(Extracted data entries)

......

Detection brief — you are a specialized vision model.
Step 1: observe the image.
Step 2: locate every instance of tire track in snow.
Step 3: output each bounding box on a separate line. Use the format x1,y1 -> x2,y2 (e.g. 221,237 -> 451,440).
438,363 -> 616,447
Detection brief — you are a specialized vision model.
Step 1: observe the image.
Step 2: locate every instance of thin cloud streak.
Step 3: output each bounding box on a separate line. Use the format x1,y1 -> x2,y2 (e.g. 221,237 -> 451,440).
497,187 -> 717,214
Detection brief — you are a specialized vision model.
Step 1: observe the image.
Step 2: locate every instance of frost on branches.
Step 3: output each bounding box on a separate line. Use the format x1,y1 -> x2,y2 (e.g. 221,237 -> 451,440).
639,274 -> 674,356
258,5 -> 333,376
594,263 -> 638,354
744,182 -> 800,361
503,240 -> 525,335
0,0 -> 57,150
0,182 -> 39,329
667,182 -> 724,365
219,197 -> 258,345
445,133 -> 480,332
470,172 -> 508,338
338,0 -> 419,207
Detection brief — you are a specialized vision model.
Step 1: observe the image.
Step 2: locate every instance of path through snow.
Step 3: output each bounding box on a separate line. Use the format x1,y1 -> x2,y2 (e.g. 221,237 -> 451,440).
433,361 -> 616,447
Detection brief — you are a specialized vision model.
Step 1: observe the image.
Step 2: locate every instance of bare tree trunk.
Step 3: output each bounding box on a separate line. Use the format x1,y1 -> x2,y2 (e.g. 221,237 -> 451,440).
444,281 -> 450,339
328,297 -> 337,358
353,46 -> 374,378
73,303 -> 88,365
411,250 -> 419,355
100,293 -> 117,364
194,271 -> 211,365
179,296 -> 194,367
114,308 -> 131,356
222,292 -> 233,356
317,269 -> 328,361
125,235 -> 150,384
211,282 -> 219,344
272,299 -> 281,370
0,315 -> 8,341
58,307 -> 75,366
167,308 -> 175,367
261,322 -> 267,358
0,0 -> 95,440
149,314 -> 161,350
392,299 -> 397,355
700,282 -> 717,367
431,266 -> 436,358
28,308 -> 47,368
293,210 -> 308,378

......

Revise the data above by changing each occurrence of "Detection brief" to "Detection task", keeping every other line and character as it is.

* [OUTPUT BELOW]:
Detection task — you are a specialized vision model.
Step 1: observe the image.
Step 2: locate every instance of tire track in snow.
Step 3: output each bounding box on a separate line. Use the format x1,y1 -> x2,y2 (e.g. 221,237 -> 451,440).
438,363 -> 616,447
Detection task — you are a specialized vision model.
Step 1: observe the image.
Step 2: locate every instance of thin cloud streak.
Step 3: output each bounding box on a separate line. Use the format x1,y1 -> x2,y2 (e.g. 221,237 -> 451,440).
497,187 -> 717,214
Detection task — you are a specialized vision model.
Step 1: observe the image.
Step 2: locate every instance of frost on branches.
Step 3: output each bounding box on a separate line. Use the format x1,y1 -> x2,y2 (e.g. 221,237 -> 451,440).
639,274 -> 674,356
258,5 -> 333,376
594,263 -> 638,354
744,182 -> 800,361
503,240 -> 525,335
0,0 -> 57,150
0,182 -> 39,329
667,182 -> 724,365
219,197 -> 258,345
445,133 -> 480,332
470,172 -> 508,338
338,0 -> 419,207
Detection task — you are a specialized vision model.
Step 1: observe the image.
Step 2: locate every instance of path through snow.
Step 3: output each bounding box on a separate line. Use the format x1,y1 -> x2,y2 (e.g. 221,237 -> 451,440).
433,361 -> 616,447
Detection task — you are a specialized vision model.
Step 1: observe the image.
Step 2: locate every instance of bare tree trunk.
Step 3: output each bounding box on a separate line. Use the format x1,y1 -> x2,y2 (e.g. 221,237 -> 451,440).
444,281 -> 450,339
328,297 -> 337,358
353,46 -> 374,378
73,303 -> 88,365
411,250 -> 419,355
100,293 -> 117,364
194,271 -> 211,365
179,296 -> 194,367
114,308 -> 131,356
222,292 -> 233,356
317,269 -> 328,361
125,235 -> 150,384
211,282 -> 219,344
272,299 -> 281,370
0,315 -> 8,341
58,307 -> 75,366
167,308 -> 175,367
261,322 -> 267,358
0,0 -> 95,440
149,314 -> 161,350
392,299 -> 397,355
700,282 -> 717,367
431,266 -> 436,358
28,308 -> 47,368
293,210 -> 308,378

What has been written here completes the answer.